#### [Short problem]
Treat the line containing "each like [16,8]." as the first line and the final line of the material below as the last; reproduce that range exactly.

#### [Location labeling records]
>> Begin
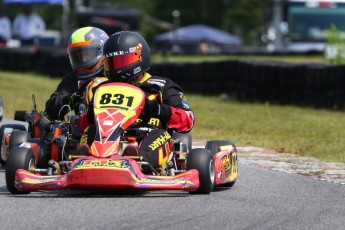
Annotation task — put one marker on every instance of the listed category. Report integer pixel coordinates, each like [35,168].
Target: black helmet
[126,56]
[84,49]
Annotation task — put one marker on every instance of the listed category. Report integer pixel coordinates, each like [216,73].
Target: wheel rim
[31,166]
[2,149]
[212,171]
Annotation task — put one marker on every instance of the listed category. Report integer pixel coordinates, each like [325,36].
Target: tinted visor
[120,61]
[83,55]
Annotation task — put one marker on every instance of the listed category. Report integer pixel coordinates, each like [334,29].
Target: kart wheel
[213,146]
[19,158]
[202,160]
[3,147]
[186,138]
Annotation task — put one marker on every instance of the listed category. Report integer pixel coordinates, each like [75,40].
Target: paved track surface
[261,199]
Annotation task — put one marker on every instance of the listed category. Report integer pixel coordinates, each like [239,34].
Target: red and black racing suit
[175,114]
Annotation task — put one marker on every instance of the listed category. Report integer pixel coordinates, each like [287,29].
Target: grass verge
[304,131]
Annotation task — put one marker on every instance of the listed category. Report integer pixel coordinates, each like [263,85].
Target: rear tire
[19,158]
[213,146]
[3,158]
[202,160]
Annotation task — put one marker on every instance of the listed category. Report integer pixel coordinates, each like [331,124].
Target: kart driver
[86,58]
[126,59]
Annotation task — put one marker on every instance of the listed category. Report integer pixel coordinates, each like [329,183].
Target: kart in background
[11,135]
[105,167]
[1,109]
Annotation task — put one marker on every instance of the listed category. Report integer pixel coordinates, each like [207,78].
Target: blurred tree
[241,17]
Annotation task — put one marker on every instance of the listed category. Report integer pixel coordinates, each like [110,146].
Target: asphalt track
[260,199]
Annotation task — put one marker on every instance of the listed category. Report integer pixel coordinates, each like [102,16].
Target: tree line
[241,17]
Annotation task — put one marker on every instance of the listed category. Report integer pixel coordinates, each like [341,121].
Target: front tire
[19,158]
[186,138]
[3,147]
[202,160]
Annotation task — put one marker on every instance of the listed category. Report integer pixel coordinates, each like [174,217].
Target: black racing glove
[152,108]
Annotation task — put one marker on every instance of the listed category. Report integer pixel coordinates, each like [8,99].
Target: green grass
[289,129]
[196,59]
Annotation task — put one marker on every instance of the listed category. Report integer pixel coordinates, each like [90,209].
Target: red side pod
[37,130]
[224,166]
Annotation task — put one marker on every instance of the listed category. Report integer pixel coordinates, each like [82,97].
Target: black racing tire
[186,138]
[202,160]
[2,129]
[19,158]
[213,146]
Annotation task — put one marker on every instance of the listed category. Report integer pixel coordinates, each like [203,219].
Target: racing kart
[105,166]
[12,135]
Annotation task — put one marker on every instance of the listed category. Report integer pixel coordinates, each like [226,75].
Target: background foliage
[240,17]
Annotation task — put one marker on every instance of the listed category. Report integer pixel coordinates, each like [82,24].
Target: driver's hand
[151,109]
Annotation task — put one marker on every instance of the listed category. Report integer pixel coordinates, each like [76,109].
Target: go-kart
[105,166]
[11,135]
[1,109]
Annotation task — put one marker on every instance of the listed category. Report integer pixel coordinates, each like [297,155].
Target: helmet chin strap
[141,78]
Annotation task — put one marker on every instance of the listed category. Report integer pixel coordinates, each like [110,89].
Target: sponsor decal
[108,123]
[103,163]
[184,101]
[122,52]
[161,140]
[137,70]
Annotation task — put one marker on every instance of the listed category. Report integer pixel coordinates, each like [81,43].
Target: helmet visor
[82,56]
[120,61]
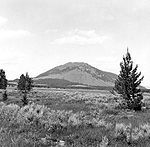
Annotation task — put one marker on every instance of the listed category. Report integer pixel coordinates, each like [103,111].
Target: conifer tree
[127,83]
[3,80]
[25,85]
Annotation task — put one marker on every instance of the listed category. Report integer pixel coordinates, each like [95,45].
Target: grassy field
[80,118]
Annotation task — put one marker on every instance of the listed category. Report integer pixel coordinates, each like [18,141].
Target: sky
[37,35]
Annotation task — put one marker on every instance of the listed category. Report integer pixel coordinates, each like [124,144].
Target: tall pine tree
[127,84]
[3,80]
[25,85]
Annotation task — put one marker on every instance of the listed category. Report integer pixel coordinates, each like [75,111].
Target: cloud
[10,33]
[3,20]
[13,34]
[81,37]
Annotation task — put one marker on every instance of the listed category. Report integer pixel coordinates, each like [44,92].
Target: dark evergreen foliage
[3,80]
[25,85]
[127,84]
[5,96]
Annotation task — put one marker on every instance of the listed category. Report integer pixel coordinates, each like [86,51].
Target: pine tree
[3,80]
[25,85]
[127,84]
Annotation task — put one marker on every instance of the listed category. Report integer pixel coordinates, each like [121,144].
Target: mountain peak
[80,72]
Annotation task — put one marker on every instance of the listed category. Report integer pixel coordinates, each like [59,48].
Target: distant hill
[76,73]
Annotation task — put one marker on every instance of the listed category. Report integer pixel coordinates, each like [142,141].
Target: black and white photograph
[74,73]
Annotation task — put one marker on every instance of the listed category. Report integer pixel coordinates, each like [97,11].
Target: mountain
[76,73]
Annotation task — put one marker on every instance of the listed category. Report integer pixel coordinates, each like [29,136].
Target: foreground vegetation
[71,118]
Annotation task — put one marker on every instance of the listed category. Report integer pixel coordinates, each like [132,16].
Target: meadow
[72,118]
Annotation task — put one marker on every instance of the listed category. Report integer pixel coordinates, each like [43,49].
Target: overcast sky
[37,35]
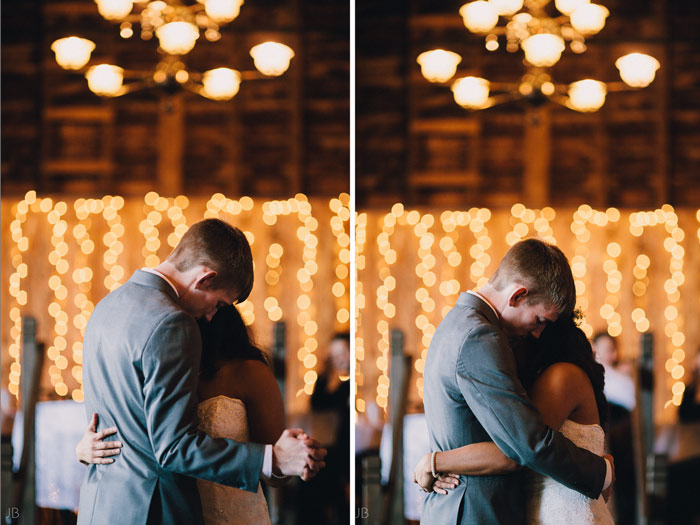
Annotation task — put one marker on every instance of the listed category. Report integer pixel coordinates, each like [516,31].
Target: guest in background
[689,411]
[326,499]
[621,395]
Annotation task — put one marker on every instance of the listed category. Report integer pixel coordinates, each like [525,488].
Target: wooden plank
[77,166]
[445,179]
[446,125]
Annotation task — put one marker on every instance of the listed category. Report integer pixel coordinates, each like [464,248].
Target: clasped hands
[294,454]
[297,454]
[423,476]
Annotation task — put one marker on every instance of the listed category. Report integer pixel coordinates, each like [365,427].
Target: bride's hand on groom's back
[296,454]
[93,449]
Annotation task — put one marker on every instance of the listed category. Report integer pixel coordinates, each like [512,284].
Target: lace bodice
[226,417]
[550,502]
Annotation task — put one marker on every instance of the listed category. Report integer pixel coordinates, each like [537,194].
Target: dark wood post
[32,361]
[399,374]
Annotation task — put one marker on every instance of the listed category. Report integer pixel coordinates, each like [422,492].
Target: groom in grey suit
[472,393]
[142,352]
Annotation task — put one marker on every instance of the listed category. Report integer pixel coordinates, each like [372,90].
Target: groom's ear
[517,296]
[205,279]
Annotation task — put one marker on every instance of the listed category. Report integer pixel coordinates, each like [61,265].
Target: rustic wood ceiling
[415,145]
[276,137]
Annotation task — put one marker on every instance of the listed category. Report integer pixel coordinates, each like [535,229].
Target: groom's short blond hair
[217,245]
[543,269]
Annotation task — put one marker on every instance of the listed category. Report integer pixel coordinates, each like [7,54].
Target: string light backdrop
[61,256]
[635,272]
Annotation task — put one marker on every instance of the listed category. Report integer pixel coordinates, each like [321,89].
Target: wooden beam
[537,157]
[171,142]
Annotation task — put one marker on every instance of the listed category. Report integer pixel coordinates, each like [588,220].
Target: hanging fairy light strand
[360,303]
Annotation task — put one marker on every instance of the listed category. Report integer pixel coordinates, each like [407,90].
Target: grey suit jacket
[472,395]
[141,366]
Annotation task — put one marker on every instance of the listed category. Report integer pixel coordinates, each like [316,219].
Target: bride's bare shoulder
[562,377]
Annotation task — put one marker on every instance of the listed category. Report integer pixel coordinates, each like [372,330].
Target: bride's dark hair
[564,342]
[225,338]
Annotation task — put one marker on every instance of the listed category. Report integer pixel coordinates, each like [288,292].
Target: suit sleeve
[170,362]
[486,375]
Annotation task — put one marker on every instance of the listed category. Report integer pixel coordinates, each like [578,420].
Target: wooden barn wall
[276,137]
[416,145]
[412,264]
[102,241]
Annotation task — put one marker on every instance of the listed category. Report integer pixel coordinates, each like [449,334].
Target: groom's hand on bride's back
[296,454]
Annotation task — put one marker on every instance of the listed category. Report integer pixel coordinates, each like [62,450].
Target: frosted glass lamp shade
[637,69]
[105,80]
[567,7]
[271,58]
[589,19]
[72,52]
[543,49]
[438,65]
[177,38]
[479,16]
[471,92]
[114,9]
[223,11]
[506,7]
[587,95]
[221,83]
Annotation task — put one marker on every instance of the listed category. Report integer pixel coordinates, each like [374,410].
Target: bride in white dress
[566,385]
[239,399]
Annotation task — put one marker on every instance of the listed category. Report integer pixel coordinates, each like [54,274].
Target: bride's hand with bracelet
[423,476]
[92,448]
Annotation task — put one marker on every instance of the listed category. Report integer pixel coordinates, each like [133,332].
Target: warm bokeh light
[177,38]
[637,69]
[223,11]
[105,80]
[72,52]
[221,83]
[438,65]
[479,16]
[543,49]
[271,58]
[471,92]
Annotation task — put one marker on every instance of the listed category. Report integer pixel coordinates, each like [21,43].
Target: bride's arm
[93,449]
[264,407]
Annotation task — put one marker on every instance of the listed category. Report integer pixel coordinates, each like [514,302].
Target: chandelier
[177,27]
[542,33]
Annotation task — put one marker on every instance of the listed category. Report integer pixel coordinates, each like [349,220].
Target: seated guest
[621,396]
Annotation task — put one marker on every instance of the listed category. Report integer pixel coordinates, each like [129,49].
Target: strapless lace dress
[225,417]
[551,503]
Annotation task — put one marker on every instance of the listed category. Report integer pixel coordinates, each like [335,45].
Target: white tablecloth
[59,427]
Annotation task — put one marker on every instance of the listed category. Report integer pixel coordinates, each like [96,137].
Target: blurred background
[113,143]
[471,138]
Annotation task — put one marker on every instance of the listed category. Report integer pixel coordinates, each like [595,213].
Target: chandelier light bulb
[114,9]
[221,83]
[506,7]
[438,65]
[479,16]
[637,69]
[72,52]
[587,95]
[105,80]
[567,7]
[223,11]
[271,58]
[543,49]
[589,19]
[471,92]
[177,38]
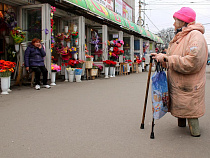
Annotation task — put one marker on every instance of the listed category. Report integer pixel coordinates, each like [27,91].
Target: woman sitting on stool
[34,60]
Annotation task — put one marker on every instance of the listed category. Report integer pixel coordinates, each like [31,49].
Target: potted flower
[54,69]
[18,36]
[107,64]
[139,65]
[60,37]
[67,38]
[112,68]
[71,73]
[6,68]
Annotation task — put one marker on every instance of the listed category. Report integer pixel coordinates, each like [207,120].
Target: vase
[75,56]
[140,69]
[7,39]
[121,59]
[128,67]
[76,41]
[24,46]
[53,75]
[142,65]
[9,79]
[17,47]
[4,85]
[68,44]
[71,75]
[66,29]
[106,72]
[111,71]
[78,78]
[66,76]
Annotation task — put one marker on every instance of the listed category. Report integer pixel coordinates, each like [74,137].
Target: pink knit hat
[185,14]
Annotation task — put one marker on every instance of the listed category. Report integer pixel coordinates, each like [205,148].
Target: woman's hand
[160,57]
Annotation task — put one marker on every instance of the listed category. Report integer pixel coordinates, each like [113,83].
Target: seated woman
[34,60]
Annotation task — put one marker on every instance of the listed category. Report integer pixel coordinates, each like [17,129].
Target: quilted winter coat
[34,56]
[187,56]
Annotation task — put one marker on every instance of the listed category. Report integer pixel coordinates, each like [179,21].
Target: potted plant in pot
[54,69]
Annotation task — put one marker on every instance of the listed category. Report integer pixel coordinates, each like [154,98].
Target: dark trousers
[38,70]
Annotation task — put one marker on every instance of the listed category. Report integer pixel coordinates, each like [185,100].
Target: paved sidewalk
[94,119]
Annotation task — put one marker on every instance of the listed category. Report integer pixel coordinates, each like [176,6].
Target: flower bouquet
[138,61]
[73,50]
[60,36]
[67,38]
[6,68]
[88,57]
[107,63]
[55,68]
[18,35]
[74,35]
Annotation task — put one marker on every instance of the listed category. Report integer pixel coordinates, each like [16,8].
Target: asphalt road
[94,119]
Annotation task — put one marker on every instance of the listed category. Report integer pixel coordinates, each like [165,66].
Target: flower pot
[53,75]
[66,29]
[78,78]
[17,47]
[142,65]
[121,58]
[106,72]
[76,41]
[4,85]
[111,71]
[9,90]
[62,42]
[7,39]
[24,46]
[68,44]
[71,75]
[128,67]
[66,76]
[140,69]
[75,56]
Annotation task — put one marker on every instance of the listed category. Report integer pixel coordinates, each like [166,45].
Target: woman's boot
[182,122]
[194,127]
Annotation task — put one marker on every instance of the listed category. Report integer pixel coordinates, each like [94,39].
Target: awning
[102,12]
[80,3]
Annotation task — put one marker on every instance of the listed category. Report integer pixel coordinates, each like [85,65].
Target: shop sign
[31,1]
[97,8]
[106,3]
[127,11]
[118,7]
[115,35]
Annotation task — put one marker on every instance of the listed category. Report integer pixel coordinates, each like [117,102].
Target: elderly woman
[186,62]
[34,60]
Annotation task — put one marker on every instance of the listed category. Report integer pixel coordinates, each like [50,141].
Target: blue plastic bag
[159,94]
[78,71]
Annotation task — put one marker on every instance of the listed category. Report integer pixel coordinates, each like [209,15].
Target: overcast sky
[159,13]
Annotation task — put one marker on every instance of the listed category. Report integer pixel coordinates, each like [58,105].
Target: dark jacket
[34,56]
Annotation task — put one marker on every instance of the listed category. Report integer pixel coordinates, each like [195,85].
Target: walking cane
>> End
#### [Answer to the task]
Annotation task — put one marker on every instance of the listed category. Report integer pixel coordinates, each like [16,8].
Target: asphalt road
[94,119]
Annotation task — put one marker on every instance of the listed category. Report integer pixel coordinates, each like [165,66].
Target: flower pot
[53,75]
[66,29]
[78,78]
[17,47]
[142,65]
[121,58]
[106,72]
[76,41]
[4,85]
[111,71]
[9,90]
[62,42]
[7,39]
[24,46]
[68,44]
[71,75]
[128,67]
[66,76]
[140,69]
[75,56]
Annotation task — put one marker on every instance of the listed category. Report integer pixel coordinates, each like [166,45].
Target: woman's boot
[182,122]
[194,127]
Annotation task — put one marker on every instance of the listed category. Report integer pixel coordinates, each like [94,39].
Target: awning
[102,12]
[80,3]
Annotation task — put one marker on every instance of the listed category. Report integer pixel coordinates, each like [85,65].
Target: shop sign
[31,1]
[97,8]
[106,3]
[127,11]
[118,7]
[115,35]
Annotation task — put one marker on every instance of the listed category. Report integer pixel coordinates, each like [117,102].
Target: elderly woman
[186,62]
[34,60]
Annotation task — put one marker on every instance of the listed category. Report integer pixel coordinates, each like [50,141].
Target: blue plastic bag
[159,94]
[78,71]
Annotation task — put one marker on every instance of the listed category. Report integer pixel coordinates, each like [209,15].
Target: overcast sky
[159,13]
Annotation task — put one marker on every instance of the listed category. Report integer pixel coordinates, each like [58,105].
Target: dark jacket
[34,56]
Annotation task — put one marker on every instance of the listed category. Report integer pixel coordinates, each like [195,85].
Target: walking cane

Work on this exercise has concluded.